Exercise directions ▸
Pick out every line in the data below that contains the word "helmet", and copy each of those lines in full.

[Excerpts from point annotation data]

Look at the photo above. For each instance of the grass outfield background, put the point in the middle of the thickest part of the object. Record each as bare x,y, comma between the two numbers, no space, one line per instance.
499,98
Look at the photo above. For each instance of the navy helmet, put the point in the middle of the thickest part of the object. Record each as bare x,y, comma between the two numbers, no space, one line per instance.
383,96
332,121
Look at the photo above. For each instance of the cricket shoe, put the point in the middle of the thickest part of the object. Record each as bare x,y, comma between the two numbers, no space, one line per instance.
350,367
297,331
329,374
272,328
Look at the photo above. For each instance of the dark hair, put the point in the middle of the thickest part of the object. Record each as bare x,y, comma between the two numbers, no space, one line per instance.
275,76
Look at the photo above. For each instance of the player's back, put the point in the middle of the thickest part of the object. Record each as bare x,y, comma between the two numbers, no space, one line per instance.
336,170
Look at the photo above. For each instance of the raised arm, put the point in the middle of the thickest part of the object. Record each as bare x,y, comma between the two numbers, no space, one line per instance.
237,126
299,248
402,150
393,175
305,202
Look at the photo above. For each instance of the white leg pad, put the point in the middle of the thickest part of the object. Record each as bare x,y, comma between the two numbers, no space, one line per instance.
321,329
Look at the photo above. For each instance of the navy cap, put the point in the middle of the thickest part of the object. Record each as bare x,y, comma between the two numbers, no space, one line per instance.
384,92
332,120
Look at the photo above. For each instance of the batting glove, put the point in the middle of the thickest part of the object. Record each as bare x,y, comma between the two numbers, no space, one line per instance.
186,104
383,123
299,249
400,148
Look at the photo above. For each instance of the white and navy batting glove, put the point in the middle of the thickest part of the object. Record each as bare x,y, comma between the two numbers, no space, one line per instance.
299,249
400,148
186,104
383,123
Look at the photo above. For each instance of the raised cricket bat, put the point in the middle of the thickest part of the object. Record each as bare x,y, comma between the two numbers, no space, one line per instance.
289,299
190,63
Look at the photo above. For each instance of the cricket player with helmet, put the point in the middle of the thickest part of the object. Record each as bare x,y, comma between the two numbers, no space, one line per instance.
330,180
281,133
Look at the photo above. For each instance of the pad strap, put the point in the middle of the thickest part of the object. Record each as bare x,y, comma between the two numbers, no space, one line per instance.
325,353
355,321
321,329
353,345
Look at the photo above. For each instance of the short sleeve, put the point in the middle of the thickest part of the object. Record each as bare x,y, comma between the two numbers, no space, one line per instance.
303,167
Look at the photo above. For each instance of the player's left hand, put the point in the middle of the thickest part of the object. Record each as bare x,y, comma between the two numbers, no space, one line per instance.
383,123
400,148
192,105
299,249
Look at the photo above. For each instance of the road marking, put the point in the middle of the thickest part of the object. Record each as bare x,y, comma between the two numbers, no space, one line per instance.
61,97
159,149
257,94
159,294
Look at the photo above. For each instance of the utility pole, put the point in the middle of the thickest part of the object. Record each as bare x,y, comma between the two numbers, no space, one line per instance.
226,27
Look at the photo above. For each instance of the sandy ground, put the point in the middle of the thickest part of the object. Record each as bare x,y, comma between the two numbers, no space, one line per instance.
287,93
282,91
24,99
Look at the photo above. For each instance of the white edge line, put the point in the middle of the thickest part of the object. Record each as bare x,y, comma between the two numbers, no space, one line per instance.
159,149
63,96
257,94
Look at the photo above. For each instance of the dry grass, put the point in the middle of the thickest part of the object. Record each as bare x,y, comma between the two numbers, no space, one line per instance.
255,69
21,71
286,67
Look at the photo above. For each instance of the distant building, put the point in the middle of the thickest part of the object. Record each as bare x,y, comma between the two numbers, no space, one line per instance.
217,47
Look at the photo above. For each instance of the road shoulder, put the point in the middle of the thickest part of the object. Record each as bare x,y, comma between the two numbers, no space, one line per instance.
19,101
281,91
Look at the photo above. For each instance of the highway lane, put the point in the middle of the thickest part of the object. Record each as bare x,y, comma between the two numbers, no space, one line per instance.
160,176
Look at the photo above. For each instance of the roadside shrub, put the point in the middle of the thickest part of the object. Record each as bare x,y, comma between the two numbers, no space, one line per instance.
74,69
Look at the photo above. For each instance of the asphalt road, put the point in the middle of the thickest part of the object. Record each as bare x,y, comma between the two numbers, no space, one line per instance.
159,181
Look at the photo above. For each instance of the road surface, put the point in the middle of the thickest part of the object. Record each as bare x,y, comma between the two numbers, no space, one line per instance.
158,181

==

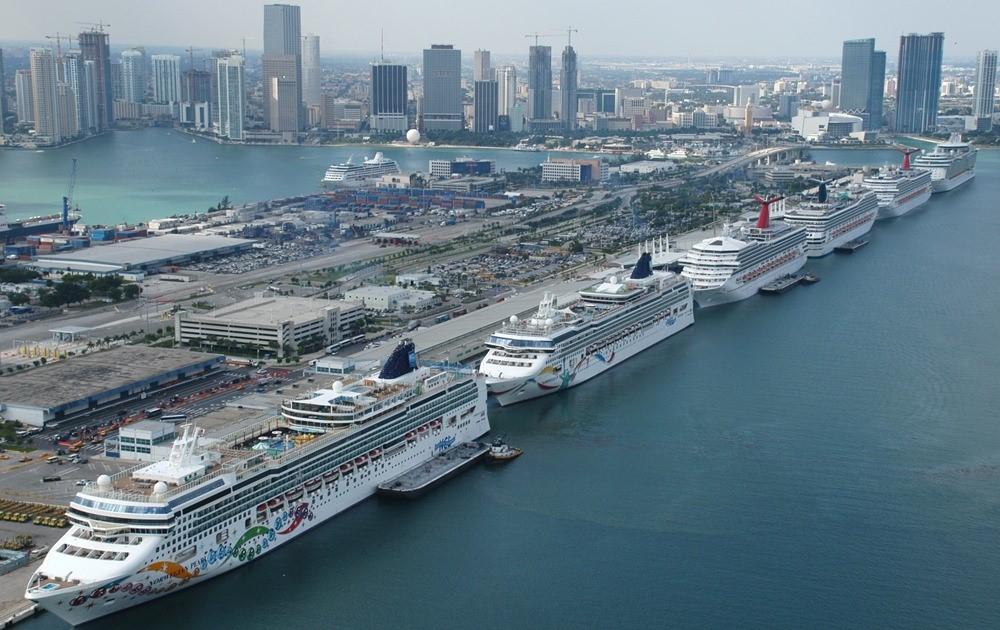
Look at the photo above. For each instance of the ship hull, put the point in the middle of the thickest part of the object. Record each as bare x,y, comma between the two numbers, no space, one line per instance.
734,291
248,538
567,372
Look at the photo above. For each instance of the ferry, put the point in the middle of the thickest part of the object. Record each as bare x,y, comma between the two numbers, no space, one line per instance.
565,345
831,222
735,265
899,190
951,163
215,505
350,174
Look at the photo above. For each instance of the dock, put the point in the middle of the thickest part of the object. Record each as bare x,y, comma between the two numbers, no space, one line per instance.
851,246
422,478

* * *

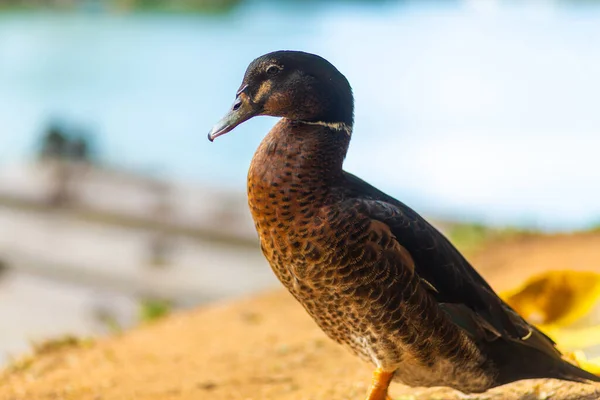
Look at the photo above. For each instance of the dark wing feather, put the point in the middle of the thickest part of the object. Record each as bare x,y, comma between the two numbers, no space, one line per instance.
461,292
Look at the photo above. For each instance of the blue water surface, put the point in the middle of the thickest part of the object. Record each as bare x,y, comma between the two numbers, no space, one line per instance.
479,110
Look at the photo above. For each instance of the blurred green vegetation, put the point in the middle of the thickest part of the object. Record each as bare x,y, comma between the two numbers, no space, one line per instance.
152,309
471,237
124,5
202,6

Task result ▸
Look at the photo above. For each instance of the navy helmet, put the point in the middle of the thickest part of the object. Record each as bare x,y, comma between the two numbers, no space, one line per instance.
Look at the photo above. For each instance of the cricket player with helmet, put the point in the middle of the thickest part of the object. Record each as bare x,y, comma between the two numbers, no space, one line per instance.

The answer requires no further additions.